■ TESTO DELLA PAGINA
====

Sì, temo che la moneta sia soggetto irrimediabilmente comico; ma sfortunatamente deve essere trattato seriamente» ricordava l’economista cantabrigense Dennis Robertson. Viene allora da chiedersi se l’origine della moneta non sia tematica da divertisment, nonostante riguardi l’istituzione più importante della moderna economia capitalistica. È, quindi, naturale pensare che chi ci governa (anche attraverso la moneta) sia preparato a rispondere a una domanda tanto banale quanto chiara: «come viene creata?».
L’utilizzo di un sintagma economico-religioso quale fiat money, per descrivere la moneta «come oggi la conosciamo», dovrebbe fornirci qualche indizio. Eppure, la realtà è meno rosea delle aspettative. Da un sondaggio commissionato da Positive Money nel 2014 è emerso come l’85% dei membri del Parlamento inglese non sapesse che la maggior parte del denaro in circolazione (ben il 97%) fosse prodotto dalle banche e non intendo quelle centrali, ma proprio quelle commerciali, quelle con gli sportelli sotto casa. Solo il 3% del denaro è costituito da banconote (stampate dalla European Central Bank – ECB) e da monete divisionali (coniate dalle varie National Central Banks – NCB). Il 70% dei politici inglesi era convinto che solo il governo avesse il potere di creare moneta.
Chissà quali potrebbero essere i risultati del sondaggio se condotto oggi in Italia. Gran parte dei banchieri e bancari non ha convinzioni diverse da chi ci governa e ciò trova una spiegazione in ciò che s’insegna nelle più prestigiose università di economics del mondo, ove si contendono varie teorie sull’origine della moneta bancaria. Almeno tre, due delle quali vedono, in sostanza, le banche quali semplici intermediari, ovverosia che possono prestare solo i fondi (o un loro multiplo), che hanno precedentemente ricevuto in deposito. Il fondamento di queste teorie merita un ripensamento.
Come ci hanno spiegato la Bank of England (Money creation in the modern economy, in Quarterly Bulletin, 2014 Q1) e la Bundesbank (The role of banks, non-banks and the central bank in the money creation process, in Monthly Report, 2017), le banche commerciali creano la moneta dal nulla (out of thin air), quando erogano i prestiti a imprese e famiglie, senza necessità di detenere previamente depositate presso di sé somme di denaro: la moneta è, quindi, endogena.

====

■ COMPITO SCRITTO 1
Nel testo sulla creazione della moneta, quale percentuale dei membri del Parlamento inglese non sapeva che la maggior parte del denaro in circolazione è prodotta dalle banche?
■ COMPITO SCRITTO 2
Riscrivi il passo del testo sulla creazione della moneta compreso tra «Come ci hanno» e «è, quindi, endogena.», estremi inclusi, cambiando «prestiti» in «finanziamenti».
■ COMPITO SCRITTO 3
Scrivi il seguito del testo sulla creazione della moneta a partire dall'ultima frase riportata.
Le righe che seguono provengono da un'altra fonte.

====

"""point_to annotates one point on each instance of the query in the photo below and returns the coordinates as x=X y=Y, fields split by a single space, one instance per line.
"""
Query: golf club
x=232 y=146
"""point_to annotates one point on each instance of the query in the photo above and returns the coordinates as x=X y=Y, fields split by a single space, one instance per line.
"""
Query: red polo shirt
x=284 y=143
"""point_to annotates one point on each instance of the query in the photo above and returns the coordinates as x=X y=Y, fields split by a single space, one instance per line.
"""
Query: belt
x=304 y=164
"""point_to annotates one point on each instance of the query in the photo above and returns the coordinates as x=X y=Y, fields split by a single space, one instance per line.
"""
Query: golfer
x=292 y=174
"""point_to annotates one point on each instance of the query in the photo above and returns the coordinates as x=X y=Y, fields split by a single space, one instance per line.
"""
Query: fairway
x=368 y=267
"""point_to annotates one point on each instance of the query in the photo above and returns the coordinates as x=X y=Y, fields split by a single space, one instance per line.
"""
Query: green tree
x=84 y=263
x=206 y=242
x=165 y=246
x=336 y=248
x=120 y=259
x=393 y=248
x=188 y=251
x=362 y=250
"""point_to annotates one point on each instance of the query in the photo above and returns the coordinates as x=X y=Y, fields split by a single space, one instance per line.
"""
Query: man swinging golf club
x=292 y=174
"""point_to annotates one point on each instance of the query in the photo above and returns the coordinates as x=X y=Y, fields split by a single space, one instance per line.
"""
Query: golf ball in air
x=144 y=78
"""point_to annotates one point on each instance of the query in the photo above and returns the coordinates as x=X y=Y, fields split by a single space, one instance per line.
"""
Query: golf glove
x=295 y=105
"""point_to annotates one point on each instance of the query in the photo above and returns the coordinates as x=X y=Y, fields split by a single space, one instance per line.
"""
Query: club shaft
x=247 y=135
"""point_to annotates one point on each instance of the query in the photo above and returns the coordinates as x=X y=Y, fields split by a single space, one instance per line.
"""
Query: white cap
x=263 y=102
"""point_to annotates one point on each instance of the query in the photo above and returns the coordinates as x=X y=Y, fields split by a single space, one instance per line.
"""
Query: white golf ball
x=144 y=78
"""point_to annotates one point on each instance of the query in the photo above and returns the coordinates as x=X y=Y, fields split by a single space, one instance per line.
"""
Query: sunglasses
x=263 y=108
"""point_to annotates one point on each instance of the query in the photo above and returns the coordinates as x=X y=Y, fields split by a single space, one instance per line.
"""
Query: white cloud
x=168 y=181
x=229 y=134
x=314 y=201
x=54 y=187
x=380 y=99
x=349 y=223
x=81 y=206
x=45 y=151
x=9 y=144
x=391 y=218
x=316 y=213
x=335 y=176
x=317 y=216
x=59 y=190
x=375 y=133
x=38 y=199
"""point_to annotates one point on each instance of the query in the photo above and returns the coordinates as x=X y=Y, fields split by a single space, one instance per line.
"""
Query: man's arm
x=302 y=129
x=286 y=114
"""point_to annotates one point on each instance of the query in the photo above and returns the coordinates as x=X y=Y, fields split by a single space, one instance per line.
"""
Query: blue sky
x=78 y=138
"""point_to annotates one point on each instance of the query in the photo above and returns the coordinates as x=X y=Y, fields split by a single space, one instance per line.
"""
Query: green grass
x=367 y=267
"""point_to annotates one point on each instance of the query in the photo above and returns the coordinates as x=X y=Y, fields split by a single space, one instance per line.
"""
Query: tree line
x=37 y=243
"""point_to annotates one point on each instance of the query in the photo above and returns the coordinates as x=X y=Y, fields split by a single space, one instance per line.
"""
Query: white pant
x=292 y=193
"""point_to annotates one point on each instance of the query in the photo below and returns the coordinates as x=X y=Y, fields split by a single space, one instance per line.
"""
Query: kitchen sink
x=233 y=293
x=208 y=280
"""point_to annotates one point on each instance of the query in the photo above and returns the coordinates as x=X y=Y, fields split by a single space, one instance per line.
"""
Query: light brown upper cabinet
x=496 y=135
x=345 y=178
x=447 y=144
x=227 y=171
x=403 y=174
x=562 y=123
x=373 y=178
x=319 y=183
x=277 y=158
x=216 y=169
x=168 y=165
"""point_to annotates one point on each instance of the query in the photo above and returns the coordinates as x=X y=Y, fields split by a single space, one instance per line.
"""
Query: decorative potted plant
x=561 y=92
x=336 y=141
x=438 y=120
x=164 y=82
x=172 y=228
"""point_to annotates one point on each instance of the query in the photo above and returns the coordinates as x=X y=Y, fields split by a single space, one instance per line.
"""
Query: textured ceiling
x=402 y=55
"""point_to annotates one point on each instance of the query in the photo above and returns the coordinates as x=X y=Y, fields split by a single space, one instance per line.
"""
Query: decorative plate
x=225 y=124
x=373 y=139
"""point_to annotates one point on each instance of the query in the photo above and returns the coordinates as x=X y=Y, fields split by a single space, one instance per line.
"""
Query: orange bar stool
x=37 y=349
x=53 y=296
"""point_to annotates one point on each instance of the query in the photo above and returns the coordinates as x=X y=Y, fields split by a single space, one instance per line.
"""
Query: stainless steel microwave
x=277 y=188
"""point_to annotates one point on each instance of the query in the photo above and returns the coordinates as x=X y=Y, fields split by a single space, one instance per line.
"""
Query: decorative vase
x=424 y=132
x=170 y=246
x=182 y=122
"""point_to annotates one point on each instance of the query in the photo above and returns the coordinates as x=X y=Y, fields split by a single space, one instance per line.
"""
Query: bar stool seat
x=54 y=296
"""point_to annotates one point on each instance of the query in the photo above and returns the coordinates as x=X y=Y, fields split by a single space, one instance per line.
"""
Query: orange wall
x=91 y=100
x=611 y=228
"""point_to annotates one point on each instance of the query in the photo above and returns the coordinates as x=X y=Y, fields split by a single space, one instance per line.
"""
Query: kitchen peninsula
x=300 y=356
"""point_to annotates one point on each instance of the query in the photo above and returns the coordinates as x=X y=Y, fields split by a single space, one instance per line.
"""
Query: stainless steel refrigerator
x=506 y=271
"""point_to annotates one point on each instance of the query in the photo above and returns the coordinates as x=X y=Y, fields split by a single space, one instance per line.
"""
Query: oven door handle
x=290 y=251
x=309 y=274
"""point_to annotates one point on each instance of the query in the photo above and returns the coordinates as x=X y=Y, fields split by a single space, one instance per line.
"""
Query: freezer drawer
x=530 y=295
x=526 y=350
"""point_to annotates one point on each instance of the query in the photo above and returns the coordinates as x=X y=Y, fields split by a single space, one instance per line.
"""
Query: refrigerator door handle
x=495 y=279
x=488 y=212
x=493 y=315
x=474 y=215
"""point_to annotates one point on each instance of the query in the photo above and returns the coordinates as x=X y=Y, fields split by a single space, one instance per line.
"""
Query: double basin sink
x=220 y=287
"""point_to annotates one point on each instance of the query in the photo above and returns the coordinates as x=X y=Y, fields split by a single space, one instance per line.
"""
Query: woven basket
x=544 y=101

====

■ RISULTATO FINALE 1
L'85% dei membri del Parlamento inglese.

■ RISULTATO FINALE 2
Come ci hanno spiegato la Bank of England (Money creation in the modern economy, in Quarterly Bulletin, 2014 Q1) e la Bundesbank (The role of banks, non-banks and the central bank in the money creation process, in Monthly Report, 2017), le banche commerciali creano la moneta dal nulla (out of thin air), quando erogano i finanziamenti a imprese e famiglie, senza necessità di detenere previamente depositate presso di sé somme di denaro: la moneta è, quindi, endogena.

■ RISULTATO FINALE 3
Un’altra concezione comune è che siano le banche centrali a decidere, con la loro politica monetaria, la quantità di prestiti e depositi nell’economia (cd. approccio del moltiplicatore monetario). Indovinate? Anche questa teoria non è fondata su una visione tecnica corretta. In realtà, le banche centrali esercitano la politica monetaria, determinando – non già la quantità di riserve – bensì il costo di tali riserve, ovverosia il tasso d’interesse. Agiscono indirettamente, diciamo. La teoria (e la conseguente diatriba con i sostenitori della moneta esogena) non è nuova se anche Schumpeter, nel 1934, si era preoccupato di ricordarci che «Il banchiere non è tanto un intermediario nella merce del “potere d’acquisto” quanto un produttore di questa merce».
La scelta d’aderire a una teoria o all’altra ha profondi riflessi giuridici in quanto guida la legislazione del sistema economico. Può essere efficace una regolazione prudenziale fondata su una teoria non corretta? Essa non consente di regolare efficacemente i fenomeni né di scorgere gli eventuali meriti di possibili soluzioni per ridurre il rischio di future crisi: penso al sistema delle banche cooperative (rectius alla loro filosofia) o alle monete complementari, fondate sulla clearing union del Keynes di Bretton Woods. In verità molti banchieri dimostrano di non conoscere il loro demiurgico mestiere. Di questa straordinaria capacità di “battere” moneta dovrebbero andare fieri, non avendo bisogno neppure di fango e pneuma per creare qualcosa ex nihilo (a loro basta un più modesto tasto di computer).
Ma, per concludere, la moneta è davvero un soggetto comico? Nel luglio scorso, Mario Draghi, davanti alla stampa, ha raccontato una barzelletta sui banchieri centrali.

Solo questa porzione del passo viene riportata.